**What to produce**
Rewrite every line of the records below as a JSON list of strings, one string per line, leaving out blank lines.

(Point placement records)
╔══

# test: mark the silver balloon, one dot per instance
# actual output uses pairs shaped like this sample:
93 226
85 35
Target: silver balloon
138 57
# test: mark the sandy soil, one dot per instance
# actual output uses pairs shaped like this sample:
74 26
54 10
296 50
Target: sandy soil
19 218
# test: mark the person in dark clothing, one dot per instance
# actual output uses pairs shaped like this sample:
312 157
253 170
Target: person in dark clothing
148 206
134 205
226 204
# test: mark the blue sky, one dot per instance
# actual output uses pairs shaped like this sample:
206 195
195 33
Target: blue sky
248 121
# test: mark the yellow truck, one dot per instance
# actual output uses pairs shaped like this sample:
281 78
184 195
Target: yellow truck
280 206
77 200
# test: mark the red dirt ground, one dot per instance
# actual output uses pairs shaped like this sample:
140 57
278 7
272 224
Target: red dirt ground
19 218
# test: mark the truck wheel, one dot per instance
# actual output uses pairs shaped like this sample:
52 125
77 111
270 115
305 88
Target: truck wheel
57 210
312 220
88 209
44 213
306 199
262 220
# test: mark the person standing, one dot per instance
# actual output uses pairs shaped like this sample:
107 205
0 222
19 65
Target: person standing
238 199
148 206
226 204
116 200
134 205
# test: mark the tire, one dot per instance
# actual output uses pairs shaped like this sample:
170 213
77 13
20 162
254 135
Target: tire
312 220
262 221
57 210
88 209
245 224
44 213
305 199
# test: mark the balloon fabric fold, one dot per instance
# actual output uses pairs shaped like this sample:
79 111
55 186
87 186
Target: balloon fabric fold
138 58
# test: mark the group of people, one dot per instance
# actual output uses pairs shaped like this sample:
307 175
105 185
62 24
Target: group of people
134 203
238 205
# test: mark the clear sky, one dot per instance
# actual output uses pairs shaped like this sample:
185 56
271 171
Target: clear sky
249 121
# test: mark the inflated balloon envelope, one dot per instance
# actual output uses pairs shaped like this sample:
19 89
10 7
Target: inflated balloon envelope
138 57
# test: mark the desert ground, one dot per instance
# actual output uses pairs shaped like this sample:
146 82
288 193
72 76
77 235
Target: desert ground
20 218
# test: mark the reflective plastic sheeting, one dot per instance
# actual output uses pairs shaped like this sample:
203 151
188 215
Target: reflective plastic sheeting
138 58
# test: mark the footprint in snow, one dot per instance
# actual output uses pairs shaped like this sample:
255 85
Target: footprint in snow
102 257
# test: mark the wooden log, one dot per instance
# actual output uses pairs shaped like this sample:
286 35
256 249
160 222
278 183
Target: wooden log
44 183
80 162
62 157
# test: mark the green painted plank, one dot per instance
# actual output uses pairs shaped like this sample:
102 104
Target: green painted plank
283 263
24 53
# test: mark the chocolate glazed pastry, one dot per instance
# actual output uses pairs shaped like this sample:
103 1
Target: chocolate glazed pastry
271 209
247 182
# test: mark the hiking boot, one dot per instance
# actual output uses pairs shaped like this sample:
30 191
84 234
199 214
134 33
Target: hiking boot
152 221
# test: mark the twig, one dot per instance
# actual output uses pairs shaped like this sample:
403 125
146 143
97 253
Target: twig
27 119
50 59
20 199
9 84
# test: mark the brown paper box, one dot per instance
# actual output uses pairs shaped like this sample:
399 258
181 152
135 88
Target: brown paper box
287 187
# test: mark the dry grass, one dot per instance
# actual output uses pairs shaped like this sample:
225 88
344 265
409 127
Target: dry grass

╚══

**Response for this exercise**
[
  "# test: mark the silver balloon, one dot per instance",
  "# actual output uses pairs shaped like this sample:",
  "93 226",
  "85 35",
  "Target: silver balloon",
  "138 57",
  "# test: mark the sandy soil, one dot per instance",
  "# actual output uses pairs shaped like this sample:",
  "74 26",
  "54 10",
  "296 50",
  "Target: sandy soil",
  "19 218",
  "# test: mark the person in dark clothing, one dot per instance",
  "# actual output uses pairs shaped like this sample:",
  "312 157",
  "253 170",
  "Target: person in dark clothing",
  "148 206",
  "134 205",
  "226 204",
  "# test: mark the blue sky, one dot per instance",
  "# actual output uses pairs shaped like this sample:",
  "206 195",
  "195 33",
  "Target: blue sky",
  "248 121",
  "# test: mark the yellow truck, one dot per instance",
  "# actual output uses pairs shaped like this sample:",
  "281 78",
  "184 195",
  "Target: yellow truck",
  "280 206",
  "77 200",
  "# test: mark the red dirt ground, one dot per instance",
  "# actual output uses pairs shaped like this sample:",
  "140 57",
  "278 7",
  "272 224",
  "Target: red dirt ground",
  "19 218",
  "# test: mark the truck wheel, one dot per instance",
  "# actual output uses pairs shaped like this sample:",
  "52 125",
  "77 111",
  "270 115",
  "305 88",
  "Target: truck wheel",
  "57 210",
  "312 220",
  "88 209",
  "44 213",
  "306 199",
  "262 220",
  "# test: mark the person standing, one dot per instance",
  "# actual output uses pairs shaped like this sample:",
  "107 205",
  "0 222",
  "19 65",
  "Target: person standing",
  "238 199",
  "148 206",
  "226 204",
  "116 200",
  "134 205",
  "# test: mark the tire, one dot per instance",
  "# actual output uses pairs shaped like this sample:",
  "170 213",
  "77 13",
  "20 162",
  "254 135",
  "Target: tire",
  "312 220",
  "262 221",
  "57 210",
  "88 209",
  "245 224",
  "44 213",
  "305 199",
  "# test: mark the balloon fabric fold, one dot per instance",
  "# actual output uses pairs shaped like this sample:",
  "79 111",
  "55 186",
  "87 186",
  "Target: balloon fabric fold",
  "138 58",
  "# test: mark the group of people, one dot per instance",
  "# actual output uses pairs shaped like this sample:",
  "307 175",
  "105 185",
  "62 24",
  "Target: group of people",
  "134 203",
  "238 205",
  "# test: mark the clear sky, one dot per instance",
  "# actual output uses pairs shaped like this sample:",
  "185 56",
  "271 171",
  "Target: clear sky",
  "249 121",
  "# test: mark the inflated balloon envelope, one dot per instance",
  "# actual output uses pairs shaped like this sample:",
  "19 89",
  "10 7",
  "Target: inflated balloon envelope",
  "138 57",
  "# test: mark the desert ground, one dot per instance",
  "# actual output uses pairs shaped like this sample:",
  "146 82",
  "288 193",
  "72 76",
  "77 235",
  "Target: desert ground",
  "20 218",
  "# test: mark the reflective plastic sheeting, one dot per instance",
  "# actual output uses pairs shaped like this sample:",
  "203 151",
  "188 215",
  "Target: reflective plastic sheeting",
  "138 58",
  "# test: mark the footprint in snow, one dot per instance",
  "# actual output uses pairs shaped like this sample:",
  "255 85",
  "Target: footprint in snow",
  "102 257",
  "# test: mark the wooden log, one dot per instance",
  "# actual output uses pairs shaped like this sample:",
  "286 35",
  "256 249",
  "160 222",
  "278 183",
  "Target: wooden log",
  "44 183",
  "80 162",
  "62 157",
  "# test: mark the green painted plank, one dot per instance",
  "# actual output uses pairs shaped like this sample:",
  "102 104",
  "Target: green painted plank",
  "283 263",
  "24 53",
  "# test: mark the chocolate glazed pastry, one dot per instance",
  "# actual output uses pairs shaped like this sample:",
  "103 1",
  "Target: chocolate glazed pastry",
  "271 209",
  "247 182",
  "# test: mark the hiking boot, one dot per instance",
  "# actual output uses pairs shaped like this sample:",
  "30 191",
  "84 234",
  "199 214",
  "134 33",
  "Target: hiking boot",
  "152 221",
  "# test: mark the twig, one dot per instance",
  "# actual output uses pairs shaped like this sample:",
  "403 125",
  "146 143",
  "97 253",
  "Target: twig",
  "27 119",
  "50 59",
  "20 199",
  "9 84",
  "# test: mark the brown paper box, one dot per instance",
  "# actual output uses pairs shaped like this sample:",
  "399 258",
  "181 152",
  "135 88",
  "Target: brown paper box",
  "287 187",
  "# test: mark the dry grass, one dot per instance",
  "# actual output uses pairs shaped like this sample:",
  "225 88",
  "344 265",
  "409 127",
  "Target: dry grass"
]